▶ **Task statement**:
Copy every record below exactly.

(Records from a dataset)
»»

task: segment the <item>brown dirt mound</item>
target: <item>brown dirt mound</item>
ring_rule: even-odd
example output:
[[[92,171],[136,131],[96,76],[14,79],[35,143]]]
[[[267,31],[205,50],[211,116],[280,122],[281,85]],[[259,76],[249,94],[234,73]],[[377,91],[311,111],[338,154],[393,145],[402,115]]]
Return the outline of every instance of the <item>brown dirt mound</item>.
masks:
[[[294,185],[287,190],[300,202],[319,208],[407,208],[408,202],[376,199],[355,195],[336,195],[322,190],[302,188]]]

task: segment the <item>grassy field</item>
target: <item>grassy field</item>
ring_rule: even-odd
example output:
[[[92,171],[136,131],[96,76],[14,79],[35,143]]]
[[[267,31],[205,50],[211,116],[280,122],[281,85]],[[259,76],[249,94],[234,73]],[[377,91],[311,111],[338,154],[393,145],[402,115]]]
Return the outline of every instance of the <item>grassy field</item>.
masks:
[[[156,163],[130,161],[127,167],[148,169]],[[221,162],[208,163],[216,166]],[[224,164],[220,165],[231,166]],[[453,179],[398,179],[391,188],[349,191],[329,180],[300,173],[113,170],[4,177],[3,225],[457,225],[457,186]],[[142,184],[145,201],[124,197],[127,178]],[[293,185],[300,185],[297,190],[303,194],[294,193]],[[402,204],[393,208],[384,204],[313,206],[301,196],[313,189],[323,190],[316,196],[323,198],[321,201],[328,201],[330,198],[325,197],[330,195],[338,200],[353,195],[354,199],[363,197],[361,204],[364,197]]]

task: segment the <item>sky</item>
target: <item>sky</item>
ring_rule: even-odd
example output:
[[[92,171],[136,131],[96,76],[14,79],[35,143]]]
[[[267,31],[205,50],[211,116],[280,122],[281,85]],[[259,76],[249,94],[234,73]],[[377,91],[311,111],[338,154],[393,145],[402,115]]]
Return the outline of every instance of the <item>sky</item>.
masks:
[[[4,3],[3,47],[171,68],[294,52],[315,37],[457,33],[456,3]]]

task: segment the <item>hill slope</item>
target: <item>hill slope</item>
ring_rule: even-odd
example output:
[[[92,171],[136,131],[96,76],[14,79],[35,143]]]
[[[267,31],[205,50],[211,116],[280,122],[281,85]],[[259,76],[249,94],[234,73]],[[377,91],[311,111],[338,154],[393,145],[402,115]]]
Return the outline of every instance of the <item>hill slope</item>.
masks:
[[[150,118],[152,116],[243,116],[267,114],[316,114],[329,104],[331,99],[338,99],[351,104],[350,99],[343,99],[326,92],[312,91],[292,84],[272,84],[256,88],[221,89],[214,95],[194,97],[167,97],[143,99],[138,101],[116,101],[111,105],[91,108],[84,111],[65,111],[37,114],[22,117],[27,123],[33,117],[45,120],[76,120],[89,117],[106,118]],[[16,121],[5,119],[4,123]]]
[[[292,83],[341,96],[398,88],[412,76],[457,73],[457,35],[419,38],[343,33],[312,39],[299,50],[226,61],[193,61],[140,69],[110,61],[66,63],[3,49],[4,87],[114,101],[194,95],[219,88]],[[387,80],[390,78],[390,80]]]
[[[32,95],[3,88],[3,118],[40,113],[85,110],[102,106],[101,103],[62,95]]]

««

▶ **Response to the task**:
task: segment the <item>brown dirt mound</item>
target: <item>brown dirt mound</item>
ring_rule: even-odd
example output:
[[[92,171],[136,131],[96,76],[14,79],[35,143]]]
[[[267,31],[205,50],[211,116],[280,122],[281,85]],[[259,76],[249,94],[234,73]],[[377,91],[311,111],[338,154],[393,145],[402,115]]]
Return the outline of every instance of the <item>brown dirt mound</item>.
masks:
[[[294,185],[287,190],[300,202],[319,208],[407,208],[408,202],[376,199],[355,195],[336,195],[322,190],[302,188]]]

task: segment the <item>grassy field</item>
target: <item>grassy field</item>
ring_rule: even-odd
example output:
[[[92,171],[136,131],[96,76],[14,79],[35,143]]]
[[[267,31],[205,50],[211,116],[280,122],[281,85]],[[259,76],[249,94],[234,73]],[[377,91],[311,111],[338,154],[393,145],[402,115]]]
Return the outline of every instance of the <item>grassy field</item>.
masks:
[[[156,163],[130,161],[127,167],[148,169]],[[221,162],[208,163],[216,166]],[[224,164],[220,165],[231,166]],[[453,179],[398,179],[391,188],[349,191],[329,180],[300,173],[113,170],[4,177],[3,225],[457,225],[457,186]],[[142,184],[145,201],[124,197],[127,178]],[[293,185],[300,185],[297,190],[303,194],[294,193]],[[402,204],[393,208],[384,204],[313,206],[301,196],[313,189],[323,190],[316,196],[323,198],[321,201],[328,201],[330,198],[325,197],[330,195],[338,200],[353,195],[354,199],[363,197],[361,204],[364,197]]]

task: segment the <item>sky</item>
target: <item>sky</item>
ring_rule: even-odd
example output:
[[[92,171],[136,131],[96,76],[14,79],[35,143]]]
[[[267,31],[205,50],[211,116],[280,122],[281,85]],[[259,76],[249,94],[234,73]],[[377,91],[311,111],[338,154],[393,145],[402,115]]]
Return the outline of every instance of the <item>sky</item>.
masks:
[[[4,3],[3,47],[171,68],[294,52],[315,37],[457,33],[456,3]]]

task: segment the <item>hill slope</item>
target: <item>hill slope</item>
ring_rule: even-odd
example output:
[[[92,171],[136,131],[96,76],[14,79],[35,143]]]
[[[267,31],[205,50],[211,116],[280,122],[281,85]],[[259,76],[249,94],[234,73]],[[377,91],[311,111],[338,154],[393,145],[402,115]]]
Return the outline of every instance of the <item>hill slope</item>.
masks:
[[[150,118],[152,116],[243,116],[267,114],[316,114],[329,104],[331,99],[338,99],[351,104],[350,99],[343,99],[326,92],[312,91],[292,84],[272,84],[256,88],[221,89],[214,95],[194,97],[167,97],[143,99],[138,101],[116,101],[111,105],[91,108],[84,111],[65,111],[37,114],[22,117],[27,123],[33,117],[45,120],[76,120],[89,117],[106,118]],[[16,121],[5,119],[4,123]]]
[[[292,83],[341,96],[398,88],[412,76],[457,73],[457,35],[419,38],[343,33],[312,39],[299,50],[226,61],[193,61],[140,69],[110,61],[66,63],[3,49],[4,87],[114,101],[194,95],[219,88]],[[387,80],[390,78],[390,80]]]
[[[32,95],[3,88],[3,118],[40,113],[85,110],[102,106],[101,103],[62,95]]]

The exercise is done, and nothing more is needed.